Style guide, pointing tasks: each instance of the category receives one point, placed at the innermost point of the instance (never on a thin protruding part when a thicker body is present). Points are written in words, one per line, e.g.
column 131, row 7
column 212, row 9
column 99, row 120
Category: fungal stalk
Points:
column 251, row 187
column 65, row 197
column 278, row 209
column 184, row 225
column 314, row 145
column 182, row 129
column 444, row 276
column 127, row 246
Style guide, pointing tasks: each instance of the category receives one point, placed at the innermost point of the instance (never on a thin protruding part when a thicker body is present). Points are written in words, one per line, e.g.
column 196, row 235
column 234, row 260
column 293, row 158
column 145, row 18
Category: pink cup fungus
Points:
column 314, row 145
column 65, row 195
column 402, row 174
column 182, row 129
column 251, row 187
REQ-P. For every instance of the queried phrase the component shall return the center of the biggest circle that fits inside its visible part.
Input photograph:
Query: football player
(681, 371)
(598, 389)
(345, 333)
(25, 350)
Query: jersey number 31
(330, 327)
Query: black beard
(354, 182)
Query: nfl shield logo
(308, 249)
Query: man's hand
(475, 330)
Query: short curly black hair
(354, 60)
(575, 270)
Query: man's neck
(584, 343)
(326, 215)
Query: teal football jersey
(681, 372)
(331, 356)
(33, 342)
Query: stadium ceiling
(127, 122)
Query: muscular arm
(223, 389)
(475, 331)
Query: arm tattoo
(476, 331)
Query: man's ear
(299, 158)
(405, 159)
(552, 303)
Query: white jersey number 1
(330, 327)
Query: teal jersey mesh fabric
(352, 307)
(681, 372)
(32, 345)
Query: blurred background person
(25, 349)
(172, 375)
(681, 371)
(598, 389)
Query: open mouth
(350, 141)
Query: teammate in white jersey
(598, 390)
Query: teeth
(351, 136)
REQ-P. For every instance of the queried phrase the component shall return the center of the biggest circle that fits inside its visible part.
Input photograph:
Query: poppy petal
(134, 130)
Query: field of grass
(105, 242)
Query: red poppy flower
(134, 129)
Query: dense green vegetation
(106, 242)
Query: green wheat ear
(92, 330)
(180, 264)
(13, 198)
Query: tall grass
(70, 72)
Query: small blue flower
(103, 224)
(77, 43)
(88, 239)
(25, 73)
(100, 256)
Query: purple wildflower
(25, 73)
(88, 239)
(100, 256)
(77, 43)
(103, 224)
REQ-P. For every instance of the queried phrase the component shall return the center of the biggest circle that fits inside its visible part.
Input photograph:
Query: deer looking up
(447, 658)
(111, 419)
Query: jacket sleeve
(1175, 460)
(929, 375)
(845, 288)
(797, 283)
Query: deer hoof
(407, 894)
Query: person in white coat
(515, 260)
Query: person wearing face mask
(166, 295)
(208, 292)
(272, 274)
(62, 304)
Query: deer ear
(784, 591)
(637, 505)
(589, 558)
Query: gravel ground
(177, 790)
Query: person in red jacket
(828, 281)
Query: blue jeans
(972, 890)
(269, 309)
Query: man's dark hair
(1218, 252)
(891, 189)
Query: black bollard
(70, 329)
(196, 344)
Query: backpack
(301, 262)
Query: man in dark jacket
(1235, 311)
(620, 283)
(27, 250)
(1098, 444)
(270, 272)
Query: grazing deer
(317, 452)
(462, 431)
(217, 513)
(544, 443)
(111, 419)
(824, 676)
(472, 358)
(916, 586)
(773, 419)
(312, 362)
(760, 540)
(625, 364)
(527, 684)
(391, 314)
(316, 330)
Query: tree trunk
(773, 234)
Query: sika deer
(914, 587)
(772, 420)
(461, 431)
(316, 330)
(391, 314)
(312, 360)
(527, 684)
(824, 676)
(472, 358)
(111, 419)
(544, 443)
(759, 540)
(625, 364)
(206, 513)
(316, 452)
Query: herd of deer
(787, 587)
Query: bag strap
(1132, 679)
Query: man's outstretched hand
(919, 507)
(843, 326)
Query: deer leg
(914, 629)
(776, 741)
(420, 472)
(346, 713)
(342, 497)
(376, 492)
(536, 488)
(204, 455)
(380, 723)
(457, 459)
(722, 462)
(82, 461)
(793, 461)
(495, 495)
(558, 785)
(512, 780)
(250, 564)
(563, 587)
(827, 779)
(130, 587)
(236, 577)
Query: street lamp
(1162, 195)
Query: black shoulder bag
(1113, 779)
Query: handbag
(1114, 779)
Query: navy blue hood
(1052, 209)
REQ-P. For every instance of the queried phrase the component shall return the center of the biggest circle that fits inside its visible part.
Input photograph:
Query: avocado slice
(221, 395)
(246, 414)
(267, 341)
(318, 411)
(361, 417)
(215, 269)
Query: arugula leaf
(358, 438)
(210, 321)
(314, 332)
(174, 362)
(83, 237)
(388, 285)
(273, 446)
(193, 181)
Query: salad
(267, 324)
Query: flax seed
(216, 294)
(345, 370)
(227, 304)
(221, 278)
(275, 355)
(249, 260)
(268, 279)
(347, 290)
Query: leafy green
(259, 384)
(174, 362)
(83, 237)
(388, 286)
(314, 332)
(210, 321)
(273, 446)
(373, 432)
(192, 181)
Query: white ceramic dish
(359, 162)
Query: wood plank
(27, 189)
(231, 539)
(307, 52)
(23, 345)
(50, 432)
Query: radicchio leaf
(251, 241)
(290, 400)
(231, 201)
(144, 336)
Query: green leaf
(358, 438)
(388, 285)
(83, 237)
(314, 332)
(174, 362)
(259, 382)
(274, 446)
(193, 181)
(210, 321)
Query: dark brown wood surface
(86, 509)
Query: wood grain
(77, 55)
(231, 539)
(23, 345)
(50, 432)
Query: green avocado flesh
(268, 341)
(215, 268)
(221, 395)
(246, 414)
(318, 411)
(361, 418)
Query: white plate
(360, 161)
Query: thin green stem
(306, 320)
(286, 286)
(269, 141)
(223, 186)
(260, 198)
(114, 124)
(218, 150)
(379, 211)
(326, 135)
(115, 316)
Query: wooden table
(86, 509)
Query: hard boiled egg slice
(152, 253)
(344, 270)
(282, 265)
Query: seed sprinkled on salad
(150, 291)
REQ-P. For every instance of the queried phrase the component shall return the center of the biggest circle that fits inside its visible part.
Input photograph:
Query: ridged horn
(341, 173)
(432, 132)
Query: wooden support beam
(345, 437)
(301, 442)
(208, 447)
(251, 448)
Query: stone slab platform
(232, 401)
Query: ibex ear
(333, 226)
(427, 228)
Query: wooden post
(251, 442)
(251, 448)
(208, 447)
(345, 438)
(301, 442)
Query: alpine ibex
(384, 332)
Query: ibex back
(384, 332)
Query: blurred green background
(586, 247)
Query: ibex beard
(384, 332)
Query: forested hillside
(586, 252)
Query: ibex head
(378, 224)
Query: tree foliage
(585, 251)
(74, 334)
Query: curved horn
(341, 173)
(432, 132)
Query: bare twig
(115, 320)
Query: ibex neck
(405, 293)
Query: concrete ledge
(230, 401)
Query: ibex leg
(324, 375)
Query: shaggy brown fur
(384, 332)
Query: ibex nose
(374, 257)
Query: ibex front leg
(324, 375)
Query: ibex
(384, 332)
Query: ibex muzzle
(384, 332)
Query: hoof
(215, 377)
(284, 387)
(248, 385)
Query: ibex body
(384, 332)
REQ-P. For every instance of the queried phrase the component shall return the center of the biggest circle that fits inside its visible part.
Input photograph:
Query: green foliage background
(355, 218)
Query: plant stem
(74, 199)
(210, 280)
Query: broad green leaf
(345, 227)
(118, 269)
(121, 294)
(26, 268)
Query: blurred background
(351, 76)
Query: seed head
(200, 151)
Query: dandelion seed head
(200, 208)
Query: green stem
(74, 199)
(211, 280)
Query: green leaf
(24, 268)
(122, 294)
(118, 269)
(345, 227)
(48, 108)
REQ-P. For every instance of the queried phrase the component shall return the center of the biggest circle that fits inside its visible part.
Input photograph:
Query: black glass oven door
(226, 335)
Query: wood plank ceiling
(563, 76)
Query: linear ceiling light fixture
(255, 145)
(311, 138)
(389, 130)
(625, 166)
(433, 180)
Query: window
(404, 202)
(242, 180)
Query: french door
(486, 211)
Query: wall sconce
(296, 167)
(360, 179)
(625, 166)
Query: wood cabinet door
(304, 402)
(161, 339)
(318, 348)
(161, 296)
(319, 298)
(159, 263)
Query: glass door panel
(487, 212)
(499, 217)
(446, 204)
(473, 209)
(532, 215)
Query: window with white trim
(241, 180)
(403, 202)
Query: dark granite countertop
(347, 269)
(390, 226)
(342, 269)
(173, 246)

◆ **Task directions**
Starting with the line that contains "Query: seed sprinkled on salad", return each line through the last one of the data above, exactly as written and nothing more.

◆ **Right answer**
Query: seed sprinkled on salad
(150, 291)
REQ-P. For every instance of the queried phrase the component shall return the center of the biggest circle that fits inside its visible part.
Input photograph:
Query: ridged horn
(341, 173)
(432, 132)
Query: wooden support beam
(345, 437)
(301, 442)
(208, 447)
(251, 448)
Query: stone slab platform
(232, 401)
Query: ibex ear
(333, 226)
(427, 228)
Query: wooden post
(251, 442)
(251, 448)
(208, 447)
(345, 438)
(301, 442)
Query: alpine ibex
(384, 332)
Query: ibex back
(384, 332)
Query: blurred green background
(586, 247)
Query: ibex beard
(384, 332)
Query: forested hillside
(586, 252)
Query: ibex head
(378, 224)
Query: tree foliage
(585, 251)
(74, 334)
Query: curved horn
(341, 173)
(432, 132)
Query: bare twig
(115, 320)
Query: ibex neck
(405, 293)
Query: concrete ledge
(230, 401)
Query: ibex leg
(324, 375)
Query: shaggy brown fur
(384, 332)
Query: ibex nose
(374, 257)
Query: ibex front leg
(324, 375)
Query: ibex
(384, 332)
Query: ibex muzzle
(384, 332)
Query: hoof
(215, 377)
(284, 387)
(248, 385)
Query: ibex body
(384, 332)
REQ-P. For every instance of the queried phrase the component shall return the center of the biggest circle that fits inside its visible part.
Input photograph:
Query: green foliage background
(355, 218)
Query: plant stem
(74, 199)
(210, 280)
Query: broad green leaf
(345, 227)
(118, 269)
(121, 294)
(26, 268)
Query: blurred background
(351, 76)
Query: seed head
(200, 151)
Query: dandelion seed head
(200, 208)
Query: green stem
(74, 199)
(211, 280)
Query: green leaf
(24, 268)
(122, 294)
(118, 269)
(345, 227)
(48, 108)
REQ-P. For every instance of the queried phrase the component shall return the center of the biggest circle that fits inside its visible part.
Input photograph:
Query: black glass oven door
(226, 335)
Query: wood plank ceiling
(563, 76)
Query: linear ceiling light fixture
(255, 145)
(311, 138)
(389, 130)
(625, 166)
(433, 180)
Query: window
(404, 202)
(242, 180)
Query: french door
(486, 211)
Query: wall sconce
(296, 167)
(360, 179)
(625, 166)
Query: wood cabinet door
(304, 402)
(161, 339)
(318, 348)
(161, 296)
(319, 298)
(159, 263)
Query: glass door panel
(487, 212)
(499, 217)
(446, 204)
(473, 209)
(532, 215)
Query: window with white trim
(241, 180)
(403, 202)
Query: dark granite countertop
(347, 269)
(390, 226)
(342, 269)
(173, 246)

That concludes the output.